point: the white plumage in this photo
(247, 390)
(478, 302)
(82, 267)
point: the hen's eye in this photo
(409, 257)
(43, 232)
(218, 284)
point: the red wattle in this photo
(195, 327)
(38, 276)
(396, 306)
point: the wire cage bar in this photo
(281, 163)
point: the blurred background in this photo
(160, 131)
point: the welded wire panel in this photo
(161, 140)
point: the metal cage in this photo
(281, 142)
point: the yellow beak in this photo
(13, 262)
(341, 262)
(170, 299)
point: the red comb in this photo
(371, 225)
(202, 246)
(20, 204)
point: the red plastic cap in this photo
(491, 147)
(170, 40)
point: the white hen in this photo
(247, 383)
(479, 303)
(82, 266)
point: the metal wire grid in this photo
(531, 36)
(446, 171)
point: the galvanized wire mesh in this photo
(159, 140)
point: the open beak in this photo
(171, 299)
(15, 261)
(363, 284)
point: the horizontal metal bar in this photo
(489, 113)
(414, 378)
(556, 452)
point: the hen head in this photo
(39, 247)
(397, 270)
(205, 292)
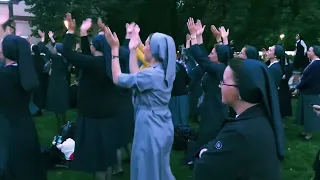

---*---

§ TASK DESCRIPTION: Exactly the lines from the one containing "point: the galvanized wire mesh in this photo" to the end of the records above, both end lines included, are to be printed, and no pictures with them.

§ SOLUTION:
point: the galvanized wire mesh in this photo
(159, 140)
point: the open beak in this photo
(171, 299)
(15, 261)
(363, 284)
point: the horizontal metal bar in this photo
(489, 113)
(414, 378)
(556, 452)
point: the hen head in this photo
(39, 247)
(397, 270)
(205, 292)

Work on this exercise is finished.